[TASKS TO PERFORM]
• a. In the Fair Work Commission decision below, rewrite the paragraph beginning "The application was made using a Form F24" as a short bulleted list that keeps its main facts.
• b. Answer these questions using the Fair Work Commission decision below:
(i) On what date did the Employer apply to terminate the Agreement?
(ii) On what date was the vote to terminate the Agreement finalised?
(iii) Which Commissioner issued the decision?
• c. Reproduce the part of the Fair Work Commission decision below starting with "The Employer stated" and going on through "by the agreement.".

[EXCERPT PROVIDED]
- - - -
National Pump & Energy Pty Ltd
[2022] FWCA 1629
•17 MAY 2022
| [2022] FWCA 1629 |
| FAIR WORK COMMISSION |
| DECISION |
Fair Work Act 2009
s.222—Enterprise agreement
National Pump & Energy Pty Ltd
(AG2022/1227)
Pumps United Base Enterprise Agreement 2018
| Manufacturing and associated industries | |
| COMMISSIONER HUNT | BRISBANE, 17 MAY 2022 |
Application for termination of the Pumps United Base Enterprise Agreement 2018 - agreement terminated
Introduction
On 26 April 2022, National Pump & Energy Pty Ltd (the Employer) made an application pursuant to s.222 of the Fair Work Act 2009 (the Act) to terminate the Pumps United Base Enterprise Agreement 2018 (the Agreement).
The application was made using a Form F24 - application for termination of an enterprise agreement by agreement (F24) and was accompanied by a Form F24A – declaration in support of termination of an enterprise agreement (F24A) of Ms Odette Winnington, National Human Resources Manager of the Employer. The application has been made using the correct form and accompanying declaration, as required by Rule 26 of the Fair Work Commission Rules 2013.
The Employer stated at item 4.1 of the F24 that the vote to terminate the Agreement was finalised on 14 April 2022. The application has been made within the 14-day timeframe provided for in s.222(3)(a) of the Act, having been made 12 days after the vote to terminate the Agreement took place.
Legislative provisions
Section 219(1) of the Act relevantly provides:
“219 Employers and employees may agree to terminate an enterprise agreement
Termination by employers and employees
(1) The following may jointly agree to terminate an enterprise agreement:
(a) if the agreement covers a single employer—the employer and the employees covered by the agreement; or
(b) if the agreement covers 2 or more employers—all of the employers and the employees covered by the agreement.
- - - -
[RECORDED DATA]
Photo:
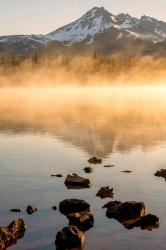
- - - -
[OUTPUTS IN ORDER]
• a.
- The application was made on Form F24, an application to terminate an enterprise agreement by agreement.
- It came with a Form F24A declaration supporting termination from Ms Odette Winnington, the Employer's National Human Resources Manager.
- The correct form and declaration were used, as Rule 26 of the Fair Work Commission Rules 2013 requires.

• b.
(i) 26 April 2022
(ii) 14 April 2022
(iii) Commissioner Hunt

• c.
The Employer stated at item 4.1 of the F24 that the vote to terminate the Agreement was finalised on 14 April 2022. The application has been made within the 14-day timeframe provided for in s.222(3)(a) of the Act, having been made 12 days after the vote to terminate the Agreement took place.
Legislative provisions
Section 219(1) of the Act relevantly provides:
“219 Employers and employees may agree to terminate an enterprise agreement
Termination by employers and employees
(1) The following may jointly agree to terminate an enterprise agreement:
(a) if the agreement covers a single employer—the employer and the employees covered by the agreement; or
(b) if the agreement covers 2 or more employers—all of the employers and the employees covered by the agreement.